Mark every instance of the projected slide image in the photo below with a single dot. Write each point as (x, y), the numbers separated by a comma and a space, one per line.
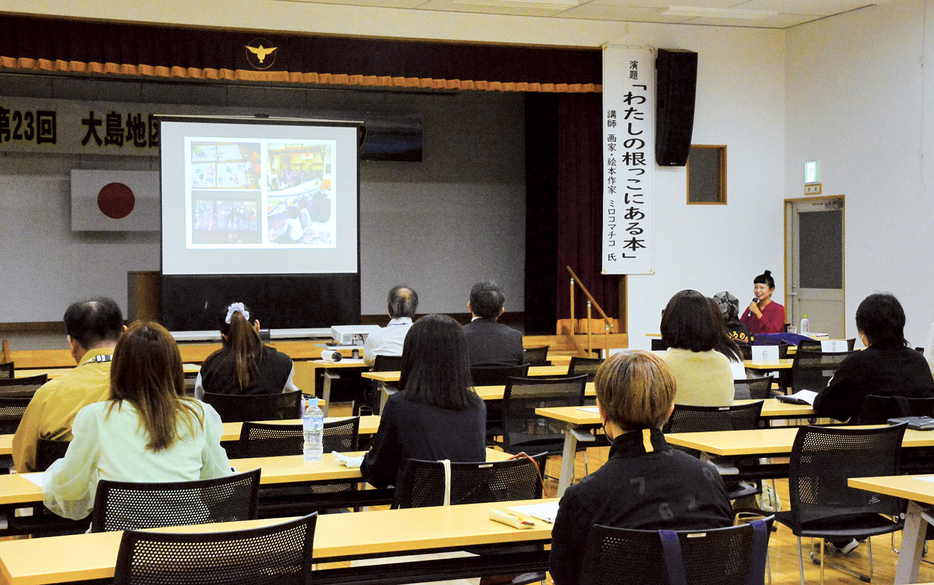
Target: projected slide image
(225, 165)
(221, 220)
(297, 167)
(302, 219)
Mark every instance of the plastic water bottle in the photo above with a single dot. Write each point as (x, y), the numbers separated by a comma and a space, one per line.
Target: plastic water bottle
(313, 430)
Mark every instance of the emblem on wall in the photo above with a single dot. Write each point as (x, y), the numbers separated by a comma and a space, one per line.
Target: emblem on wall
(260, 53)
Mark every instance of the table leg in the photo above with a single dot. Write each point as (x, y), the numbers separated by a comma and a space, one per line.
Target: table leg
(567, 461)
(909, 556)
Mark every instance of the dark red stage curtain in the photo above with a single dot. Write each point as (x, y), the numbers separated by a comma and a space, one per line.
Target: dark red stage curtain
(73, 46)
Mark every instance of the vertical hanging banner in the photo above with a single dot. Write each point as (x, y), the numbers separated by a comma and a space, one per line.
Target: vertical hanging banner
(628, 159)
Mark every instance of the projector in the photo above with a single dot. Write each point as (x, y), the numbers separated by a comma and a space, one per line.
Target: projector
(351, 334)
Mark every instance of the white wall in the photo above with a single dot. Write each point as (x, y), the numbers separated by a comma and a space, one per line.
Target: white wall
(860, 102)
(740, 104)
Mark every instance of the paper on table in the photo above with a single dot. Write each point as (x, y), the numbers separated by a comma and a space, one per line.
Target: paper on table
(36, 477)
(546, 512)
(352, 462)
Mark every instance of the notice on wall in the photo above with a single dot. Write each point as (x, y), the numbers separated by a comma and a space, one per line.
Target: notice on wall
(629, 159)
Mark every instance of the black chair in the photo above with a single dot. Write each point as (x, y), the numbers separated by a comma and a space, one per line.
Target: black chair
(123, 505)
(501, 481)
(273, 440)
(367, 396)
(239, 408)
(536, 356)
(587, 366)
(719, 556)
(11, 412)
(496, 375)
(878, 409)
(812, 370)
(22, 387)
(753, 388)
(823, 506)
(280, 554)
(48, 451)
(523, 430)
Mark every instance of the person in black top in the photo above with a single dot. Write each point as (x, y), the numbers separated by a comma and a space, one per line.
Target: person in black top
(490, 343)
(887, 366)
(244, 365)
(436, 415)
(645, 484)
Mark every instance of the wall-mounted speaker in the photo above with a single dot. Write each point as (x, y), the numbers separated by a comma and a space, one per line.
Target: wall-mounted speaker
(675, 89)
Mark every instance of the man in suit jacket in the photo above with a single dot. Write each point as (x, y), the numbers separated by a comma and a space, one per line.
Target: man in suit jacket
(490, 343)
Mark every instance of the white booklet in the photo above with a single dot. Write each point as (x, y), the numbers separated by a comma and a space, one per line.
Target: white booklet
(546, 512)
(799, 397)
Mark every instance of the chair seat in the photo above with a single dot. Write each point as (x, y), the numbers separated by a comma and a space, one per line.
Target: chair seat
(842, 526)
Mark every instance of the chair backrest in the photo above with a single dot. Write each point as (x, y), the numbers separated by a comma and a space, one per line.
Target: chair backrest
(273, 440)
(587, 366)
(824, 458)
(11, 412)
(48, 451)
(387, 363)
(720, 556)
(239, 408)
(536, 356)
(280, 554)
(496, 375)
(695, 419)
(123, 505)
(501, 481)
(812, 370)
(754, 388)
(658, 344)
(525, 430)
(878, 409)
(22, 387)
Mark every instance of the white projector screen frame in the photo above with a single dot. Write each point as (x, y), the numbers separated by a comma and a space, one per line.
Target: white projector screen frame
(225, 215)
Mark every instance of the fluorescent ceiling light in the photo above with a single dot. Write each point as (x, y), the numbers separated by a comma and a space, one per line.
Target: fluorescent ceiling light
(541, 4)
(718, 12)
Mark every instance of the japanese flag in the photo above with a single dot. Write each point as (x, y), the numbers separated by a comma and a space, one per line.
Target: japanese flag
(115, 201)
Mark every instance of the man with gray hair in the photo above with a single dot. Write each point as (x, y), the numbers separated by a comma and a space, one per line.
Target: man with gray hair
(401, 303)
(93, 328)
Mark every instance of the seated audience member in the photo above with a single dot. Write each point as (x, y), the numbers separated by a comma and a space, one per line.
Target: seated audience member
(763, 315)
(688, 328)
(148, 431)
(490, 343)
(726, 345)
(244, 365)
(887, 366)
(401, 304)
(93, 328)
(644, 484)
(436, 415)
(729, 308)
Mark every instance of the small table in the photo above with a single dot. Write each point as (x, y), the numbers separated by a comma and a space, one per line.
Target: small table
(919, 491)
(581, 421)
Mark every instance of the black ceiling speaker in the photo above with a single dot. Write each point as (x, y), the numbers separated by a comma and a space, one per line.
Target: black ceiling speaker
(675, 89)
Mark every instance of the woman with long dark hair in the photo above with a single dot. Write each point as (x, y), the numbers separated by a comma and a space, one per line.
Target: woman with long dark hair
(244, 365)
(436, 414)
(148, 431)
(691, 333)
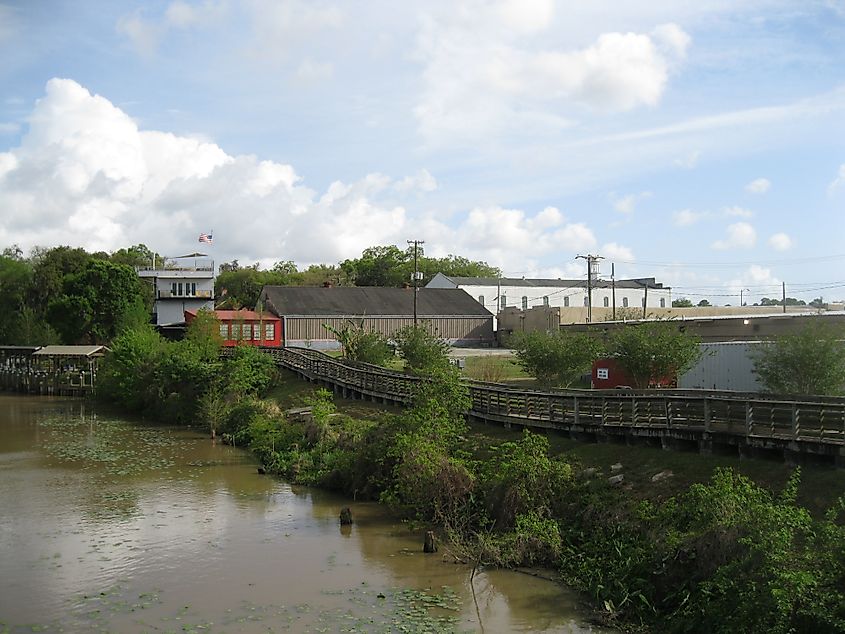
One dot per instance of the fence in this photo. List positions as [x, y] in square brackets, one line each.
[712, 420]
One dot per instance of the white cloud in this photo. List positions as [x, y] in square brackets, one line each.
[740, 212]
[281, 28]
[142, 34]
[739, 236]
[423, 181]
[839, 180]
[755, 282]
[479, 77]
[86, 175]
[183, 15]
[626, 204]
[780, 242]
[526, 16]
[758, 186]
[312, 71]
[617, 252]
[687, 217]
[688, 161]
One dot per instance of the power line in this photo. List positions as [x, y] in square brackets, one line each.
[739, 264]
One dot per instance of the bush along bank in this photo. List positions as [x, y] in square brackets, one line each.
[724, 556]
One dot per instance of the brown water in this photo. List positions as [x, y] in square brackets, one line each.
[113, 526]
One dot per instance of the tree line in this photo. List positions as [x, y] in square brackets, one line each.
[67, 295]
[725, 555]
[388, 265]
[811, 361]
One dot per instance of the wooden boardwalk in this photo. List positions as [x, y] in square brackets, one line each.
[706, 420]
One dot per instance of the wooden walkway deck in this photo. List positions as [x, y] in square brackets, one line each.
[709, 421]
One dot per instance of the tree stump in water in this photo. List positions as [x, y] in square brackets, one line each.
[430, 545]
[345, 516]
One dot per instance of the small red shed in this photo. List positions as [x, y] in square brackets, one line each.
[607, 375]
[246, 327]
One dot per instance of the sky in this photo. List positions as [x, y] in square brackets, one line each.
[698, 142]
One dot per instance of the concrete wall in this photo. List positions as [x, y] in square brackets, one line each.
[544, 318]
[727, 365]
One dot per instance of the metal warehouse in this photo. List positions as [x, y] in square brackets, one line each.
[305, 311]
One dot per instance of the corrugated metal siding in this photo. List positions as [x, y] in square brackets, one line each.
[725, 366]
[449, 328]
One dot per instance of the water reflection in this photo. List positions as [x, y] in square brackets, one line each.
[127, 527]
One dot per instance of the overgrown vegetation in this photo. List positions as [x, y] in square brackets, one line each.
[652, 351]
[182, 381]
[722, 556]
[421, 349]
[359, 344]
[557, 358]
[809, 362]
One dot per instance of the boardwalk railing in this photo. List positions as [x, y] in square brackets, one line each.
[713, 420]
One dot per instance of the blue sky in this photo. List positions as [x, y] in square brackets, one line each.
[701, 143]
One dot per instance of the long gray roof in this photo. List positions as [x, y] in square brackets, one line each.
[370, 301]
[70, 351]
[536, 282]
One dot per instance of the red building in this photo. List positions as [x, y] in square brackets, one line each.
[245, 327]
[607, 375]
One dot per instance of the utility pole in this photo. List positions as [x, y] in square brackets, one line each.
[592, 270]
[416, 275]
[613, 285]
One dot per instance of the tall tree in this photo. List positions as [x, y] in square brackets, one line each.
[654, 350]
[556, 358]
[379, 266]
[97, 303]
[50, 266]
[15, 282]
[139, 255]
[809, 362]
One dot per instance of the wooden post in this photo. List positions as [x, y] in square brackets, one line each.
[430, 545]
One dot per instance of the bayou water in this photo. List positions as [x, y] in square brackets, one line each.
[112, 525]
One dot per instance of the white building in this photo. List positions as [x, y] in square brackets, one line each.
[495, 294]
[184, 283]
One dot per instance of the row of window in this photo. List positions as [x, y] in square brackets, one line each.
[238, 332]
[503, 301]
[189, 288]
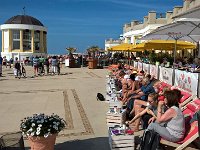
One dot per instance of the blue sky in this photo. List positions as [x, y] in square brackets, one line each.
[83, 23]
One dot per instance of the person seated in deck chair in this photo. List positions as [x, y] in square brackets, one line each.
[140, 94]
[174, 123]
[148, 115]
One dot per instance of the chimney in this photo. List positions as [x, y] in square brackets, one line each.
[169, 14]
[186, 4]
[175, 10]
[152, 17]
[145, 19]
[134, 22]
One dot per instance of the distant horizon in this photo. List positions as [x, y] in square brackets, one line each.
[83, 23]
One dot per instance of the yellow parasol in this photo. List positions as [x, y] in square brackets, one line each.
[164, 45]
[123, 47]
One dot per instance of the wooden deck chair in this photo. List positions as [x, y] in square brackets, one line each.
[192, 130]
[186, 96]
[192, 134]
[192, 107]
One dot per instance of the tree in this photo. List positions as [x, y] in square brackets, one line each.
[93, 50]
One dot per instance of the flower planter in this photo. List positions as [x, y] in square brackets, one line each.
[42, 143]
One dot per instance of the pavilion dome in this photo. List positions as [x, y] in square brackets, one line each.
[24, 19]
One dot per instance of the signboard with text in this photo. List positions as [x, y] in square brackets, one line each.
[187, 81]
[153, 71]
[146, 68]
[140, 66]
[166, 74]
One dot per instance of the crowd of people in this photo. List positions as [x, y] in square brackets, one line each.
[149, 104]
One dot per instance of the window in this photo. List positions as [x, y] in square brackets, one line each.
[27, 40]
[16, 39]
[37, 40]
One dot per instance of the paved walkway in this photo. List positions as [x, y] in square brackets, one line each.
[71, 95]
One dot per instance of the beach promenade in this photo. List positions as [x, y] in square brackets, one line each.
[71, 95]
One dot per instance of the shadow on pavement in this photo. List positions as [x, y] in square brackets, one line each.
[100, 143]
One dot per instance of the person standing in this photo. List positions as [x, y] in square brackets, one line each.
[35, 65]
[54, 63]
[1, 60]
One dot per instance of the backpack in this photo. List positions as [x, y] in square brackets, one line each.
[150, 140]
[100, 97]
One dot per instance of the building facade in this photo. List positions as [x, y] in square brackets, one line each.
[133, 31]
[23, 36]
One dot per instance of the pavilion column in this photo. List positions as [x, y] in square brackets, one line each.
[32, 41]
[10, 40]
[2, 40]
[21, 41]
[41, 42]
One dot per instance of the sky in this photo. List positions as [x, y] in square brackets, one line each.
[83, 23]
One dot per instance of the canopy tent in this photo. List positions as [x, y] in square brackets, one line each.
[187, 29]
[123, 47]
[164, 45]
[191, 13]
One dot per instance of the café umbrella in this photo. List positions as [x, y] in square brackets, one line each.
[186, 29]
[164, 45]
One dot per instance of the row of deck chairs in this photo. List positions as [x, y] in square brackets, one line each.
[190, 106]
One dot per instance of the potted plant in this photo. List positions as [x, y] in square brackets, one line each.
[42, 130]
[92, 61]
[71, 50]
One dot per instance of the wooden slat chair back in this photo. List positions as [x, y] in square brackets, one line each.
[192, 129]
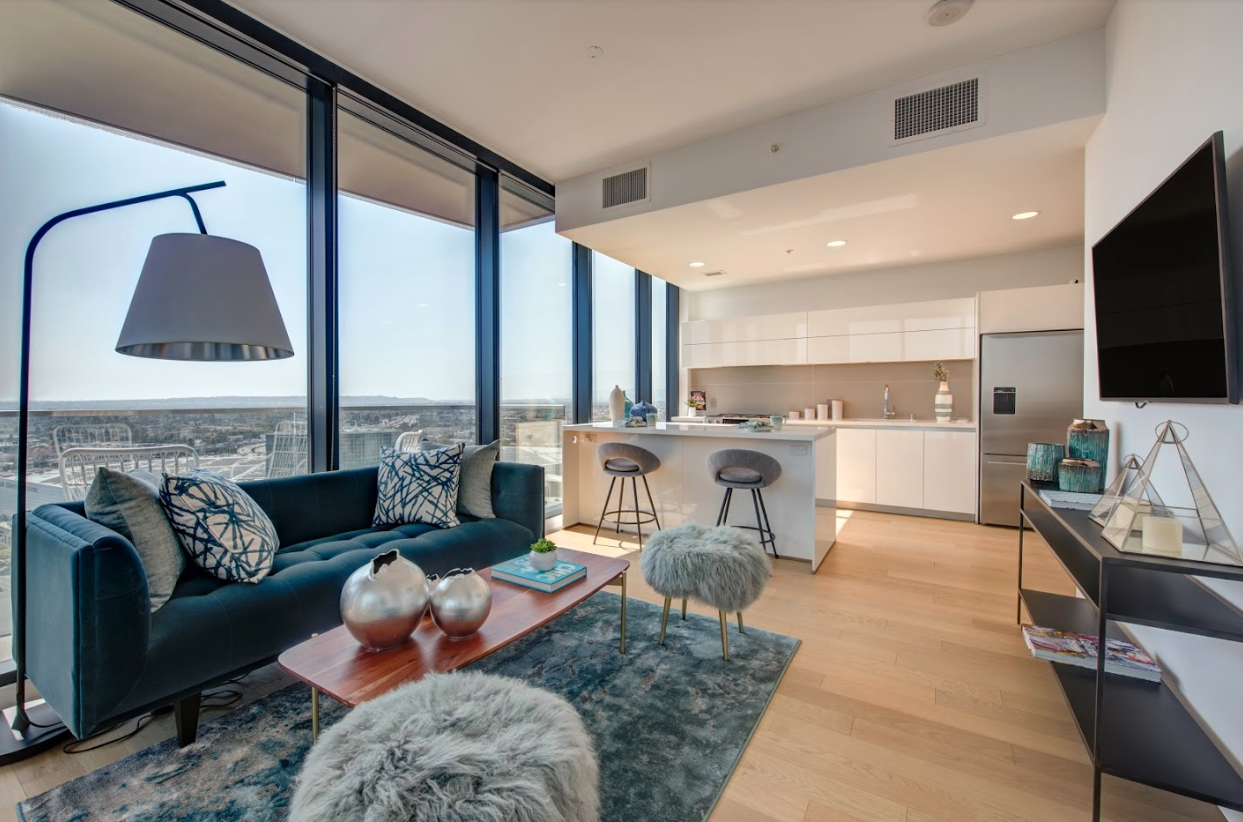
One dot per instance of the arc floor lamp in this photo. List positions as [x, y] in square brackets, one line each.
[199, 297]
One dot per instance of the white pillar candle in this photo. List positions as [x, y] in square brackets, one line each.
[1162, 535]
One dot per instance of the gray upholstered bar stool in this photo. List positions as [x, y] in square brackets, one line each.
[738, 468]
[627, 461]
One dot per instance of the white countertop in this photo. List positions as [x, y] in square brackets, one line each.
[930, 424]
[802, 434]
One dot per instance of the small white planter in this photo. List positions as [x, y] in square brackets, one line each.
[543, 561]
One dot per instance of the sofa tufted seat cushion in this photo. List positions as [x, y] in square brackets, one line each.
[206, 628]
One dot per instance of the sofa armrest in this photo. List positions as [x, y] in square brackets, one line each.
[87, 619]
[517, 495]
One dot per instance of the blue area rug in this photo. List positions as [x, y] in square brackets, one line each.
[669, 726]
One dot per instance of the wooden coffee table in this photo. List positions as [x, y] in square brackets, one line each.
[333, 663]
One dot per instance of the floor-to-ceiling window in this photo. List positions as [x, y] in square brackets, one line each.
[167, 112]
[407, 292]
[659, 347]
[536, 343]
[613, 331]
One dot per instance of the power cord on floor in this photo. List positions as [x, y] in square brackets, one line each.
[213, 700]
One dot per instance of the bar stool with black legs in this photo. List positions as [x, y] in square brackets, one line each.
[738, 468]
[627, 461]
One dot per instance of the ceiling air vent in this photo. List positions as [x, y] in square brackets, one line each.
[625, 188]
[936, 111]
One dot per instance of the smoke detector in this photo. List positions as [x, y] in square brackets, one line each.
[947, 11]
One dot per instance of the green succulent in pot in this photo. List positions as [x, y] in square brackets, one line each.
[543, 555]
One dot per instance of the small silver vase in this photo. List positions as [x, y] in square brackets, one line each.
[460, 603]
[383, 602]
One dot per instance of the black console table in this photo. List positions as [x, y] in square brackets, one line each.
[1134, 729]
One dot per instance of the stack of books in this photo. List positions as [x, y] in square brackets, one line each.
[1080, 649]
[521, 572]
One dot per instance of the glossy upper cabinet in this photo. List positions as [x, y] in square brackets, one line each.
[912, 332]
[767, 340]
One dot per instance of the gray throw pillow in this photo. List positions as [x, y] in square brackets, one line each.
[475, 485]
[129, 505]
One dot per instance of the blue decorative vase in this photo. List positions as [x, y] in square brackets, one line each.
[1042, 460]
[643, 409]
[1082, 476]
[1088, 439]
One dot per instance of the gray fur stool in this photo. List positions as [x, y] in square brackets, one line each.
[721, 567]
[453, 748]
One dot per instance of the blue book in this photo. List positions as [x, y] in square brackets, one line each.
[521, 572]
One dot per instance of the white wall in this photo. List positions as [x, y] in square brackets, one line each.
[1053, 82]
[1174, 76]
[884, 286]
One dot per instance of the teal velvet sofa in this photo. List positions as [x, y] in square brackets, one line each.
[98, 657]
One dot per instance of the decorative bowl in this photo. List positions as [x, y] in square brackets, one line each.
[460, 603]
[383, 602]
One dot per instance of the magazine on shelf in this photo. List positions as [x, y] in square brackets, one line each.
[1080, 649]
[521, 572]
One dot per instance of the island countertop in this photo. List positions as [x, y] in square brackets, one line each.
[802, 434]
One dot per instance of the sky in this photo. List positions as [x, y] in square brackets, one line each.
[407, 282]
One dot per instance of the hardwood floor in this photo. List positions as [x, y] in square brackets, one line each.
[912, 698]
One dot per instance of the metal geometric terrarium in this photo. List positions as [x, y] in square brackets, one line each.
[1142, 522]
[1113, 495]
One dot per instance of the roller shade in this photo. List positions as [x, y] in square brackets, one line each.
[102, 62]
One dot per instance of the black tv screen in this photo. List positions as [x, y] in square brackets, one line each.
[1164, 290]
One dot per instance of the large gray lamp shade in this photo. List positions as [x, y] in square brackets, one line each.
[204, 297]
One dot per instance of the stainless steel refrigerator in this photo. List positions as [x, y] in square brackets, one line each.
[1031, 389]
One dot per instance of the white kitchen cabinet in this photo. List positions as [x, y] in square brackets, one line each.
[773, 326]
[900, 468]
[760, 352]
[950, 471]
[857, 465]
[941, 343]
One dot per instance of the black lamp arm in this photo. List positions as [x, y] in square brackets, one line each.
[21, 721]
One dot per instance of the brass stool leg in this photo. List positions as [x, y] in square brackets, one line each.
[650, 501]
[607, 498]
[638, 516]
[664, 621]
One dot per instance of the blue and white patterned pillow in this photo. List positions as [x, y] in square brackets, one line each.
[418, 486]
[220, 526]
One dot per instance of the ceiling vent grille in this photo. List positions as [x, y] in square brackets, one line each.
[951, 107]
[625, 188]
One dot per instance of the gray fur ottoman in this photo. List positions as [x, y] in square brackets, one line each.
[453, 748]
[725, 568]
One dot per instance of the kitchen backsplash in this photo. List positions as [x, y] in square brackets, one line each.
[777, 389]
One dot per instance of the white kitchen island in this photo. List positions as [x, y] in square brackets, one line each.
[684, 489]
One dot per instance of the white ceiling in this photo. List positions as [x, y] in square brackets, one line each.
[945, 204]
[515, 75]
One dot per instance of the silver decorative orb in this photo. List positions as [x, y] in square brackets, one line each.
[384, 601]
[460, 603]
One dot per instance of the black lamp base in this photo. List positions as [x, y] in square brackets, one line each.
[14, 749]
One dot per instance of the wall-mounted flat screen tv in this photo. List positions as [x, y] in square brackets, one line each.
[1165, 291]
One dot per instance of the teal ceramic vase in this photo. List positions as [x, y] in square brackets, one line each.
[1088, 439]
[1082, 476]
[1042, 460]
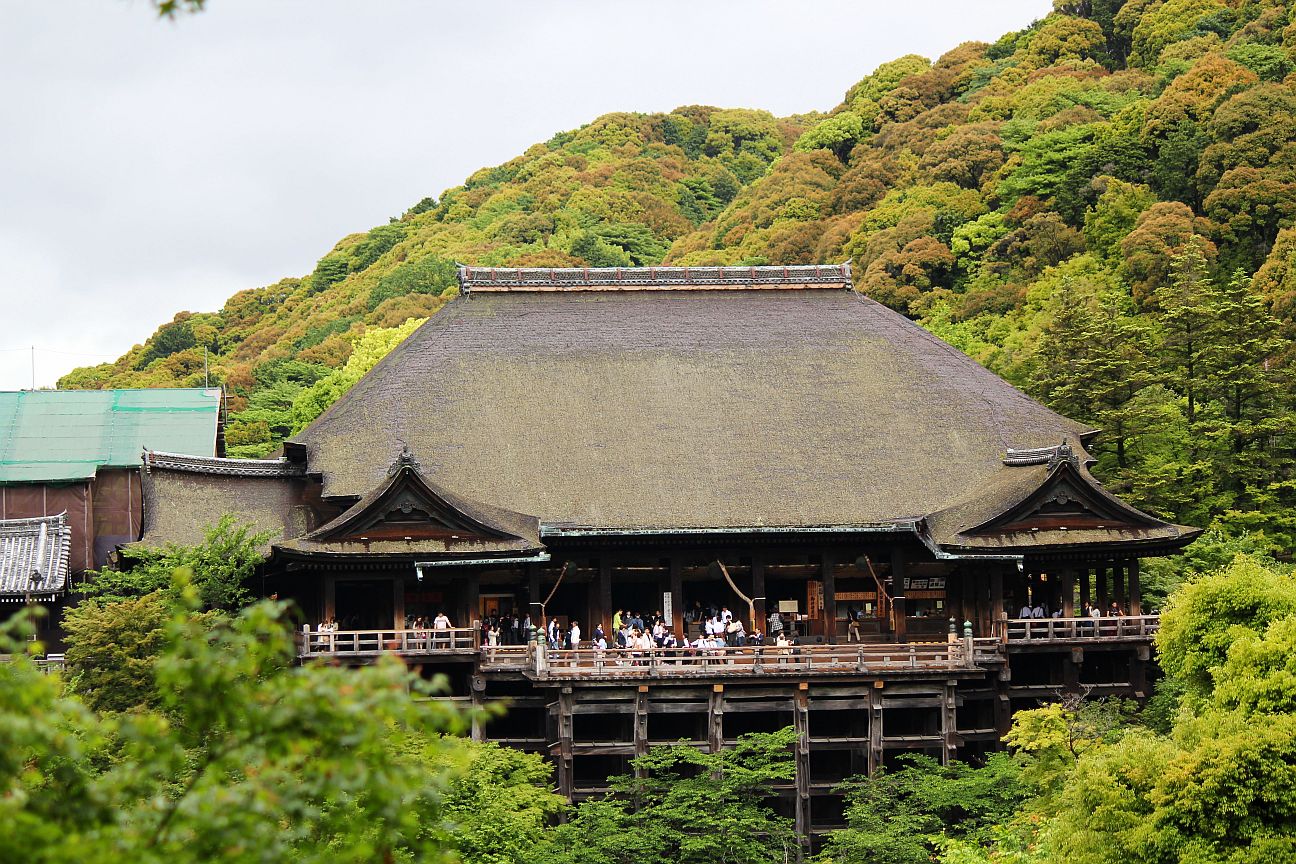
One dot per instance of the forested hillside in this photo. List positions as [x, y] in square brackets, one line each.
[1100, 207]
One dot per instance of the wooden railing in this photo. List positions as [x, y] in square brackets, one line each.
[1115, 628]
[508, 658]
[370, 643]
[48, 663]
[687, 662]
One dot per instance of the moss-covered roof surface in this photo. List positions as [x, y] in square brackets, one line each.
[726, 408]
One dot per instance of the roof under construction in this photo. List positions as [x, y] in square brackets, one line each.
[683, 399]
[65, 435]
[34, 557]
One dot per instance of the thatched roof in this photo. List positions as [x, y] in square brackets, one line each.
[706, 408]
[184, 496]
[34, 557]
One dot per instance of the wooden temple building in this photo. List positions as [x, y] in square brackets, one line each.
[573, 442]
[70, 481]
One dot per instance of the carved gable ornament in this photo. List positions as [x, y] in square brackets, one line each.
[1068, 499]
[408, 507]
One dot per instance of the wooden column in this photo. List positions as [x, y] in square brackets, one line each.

• [AIM OF THE EXERCISE] Beginning at the line that contains "One dot per instance of the forested", retype each line of the listing up to and including the last one, exactly as it stands, and nothing else.

• [SOLUTION TO THE EXERCISE]
One dot per instance of the forested hillside in this photo. List positions as [x, y] in square brackets, one line each.
[1100, 207]
One dot per instance of the wooden railing in this photo. List positions as [x, y] in square brackets, one line each.
[1115, 628]
[508, 658]
[370, 643]
[48, 663]
[687, 662]
One dot per instance of the moss-covered roof surface in this photo. List positions as [x, y] in square brackets, one line each.
[726, 408]
One dot per instance of the roof under construction in this photo. List positions as [x, y] in square brackets, one line each.
[683, 399]
[65, 435]
[34, 557]
One dot per instance of the thatched roof in this photo. List positions as [x, y] in square brackets, one line each.
[706, 408]
[184, 496]
[34, 557]
One dot per instance of the wooden temple building in this photo. List positions as [x, y] in square brackets, one line each.
[573, 442]
[70, 481]
One dot per instance of the carved gable ornament in this photo. List positions as [x, y] in square brackets, one line each.
[1068, 499]
[408, 507]
One dot per instance of the wooden column in this photo. List positions as [x, y] in square brackets, one line each.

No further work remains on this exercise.